▸ GOAL
Gather every line in the entries below that contains the string "task", and copy each one as it appears.

[Annotation records]
[start]
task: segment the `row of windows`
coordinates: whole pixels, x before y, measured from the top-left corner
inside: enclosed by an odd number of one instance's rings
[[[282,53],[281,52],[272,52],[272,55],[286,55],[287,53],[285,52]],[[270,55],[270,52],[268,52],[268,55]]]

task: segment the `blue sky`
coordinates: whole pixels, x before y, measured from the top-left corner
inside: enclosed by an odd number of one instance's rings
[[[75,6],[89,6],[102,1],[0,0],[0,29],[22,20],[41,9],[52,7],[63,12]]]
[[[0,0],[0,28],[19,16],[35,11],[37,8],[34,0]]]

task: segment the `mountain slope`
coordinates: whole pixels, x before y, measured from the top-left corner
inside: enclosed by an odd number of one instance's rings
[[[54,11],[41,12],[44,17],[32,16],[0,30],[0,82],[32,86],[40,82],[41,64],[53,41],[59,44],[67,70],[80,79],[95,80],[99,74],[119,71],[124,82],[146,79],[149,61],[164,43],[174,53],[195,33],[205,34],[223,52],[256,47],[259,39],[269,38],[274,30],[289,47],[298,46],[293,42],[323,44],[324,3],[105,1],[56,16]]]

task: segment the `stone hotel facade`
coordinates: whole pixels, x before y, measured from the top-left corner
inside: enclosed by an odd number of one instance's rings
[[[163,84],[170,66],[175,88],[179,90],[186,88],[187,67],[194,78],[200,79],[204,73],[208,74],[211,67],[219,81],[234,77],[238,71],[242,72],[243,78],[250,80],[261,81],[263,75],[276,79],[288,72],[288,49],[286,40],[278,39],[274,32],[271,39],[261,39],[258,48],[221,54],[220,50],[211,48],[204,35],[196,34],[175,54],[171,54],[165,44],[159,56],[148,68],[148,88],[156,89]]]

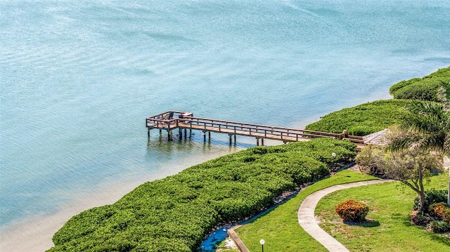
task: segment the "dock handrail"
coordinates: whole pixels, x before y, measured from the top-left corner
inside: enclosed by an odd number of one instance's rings
[[[167,111],[147,117],[146,126],[148,129],[159,128],[172,131],[176,128],[190,128],[203,132],[218,132],[229,135],[254,136],[257,138],[268,138],[283,141],[299,141],[321,137],[342,139],[339,133],[308,131],[281,126],[261,125],[239,121],[195,117],[191,112]],[[362,137],[349,135],[344,138],[352,142],[364,144]]]

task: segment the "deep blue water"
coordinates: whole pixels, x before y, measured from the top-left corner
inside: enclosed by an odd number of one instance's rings
[[[148,142],[146,117],[302,127],[389,98],[450,65],[449,13],[449,1],[1,1],[0,230],[255,143]]]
[end]
▸ SOLUTION FOR THIS EXERCISE
task: segment the `row of windows`
task: segment the `blue sky`
task: segment the `mountain slope`
task: segment the `stone hotel facade`
task: segment the "dock handrail"
task: segment the "deep blue water"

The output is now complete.